Exercise materials:
#####

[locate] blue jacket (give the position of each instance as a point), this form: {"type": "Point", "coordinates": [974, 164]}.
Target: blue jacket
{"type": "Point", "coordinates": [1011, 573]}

#####

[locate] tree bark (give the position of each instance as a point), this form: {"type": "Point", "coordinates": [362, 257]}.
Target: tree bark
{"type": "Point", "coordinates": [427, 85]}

#####

Return each line of the records that contains the word "bark".

[locate] tree bark (give the position of each instance as a point), this form: {"type": "Point", "coordinates": [362, 257]}.
Target: tree bark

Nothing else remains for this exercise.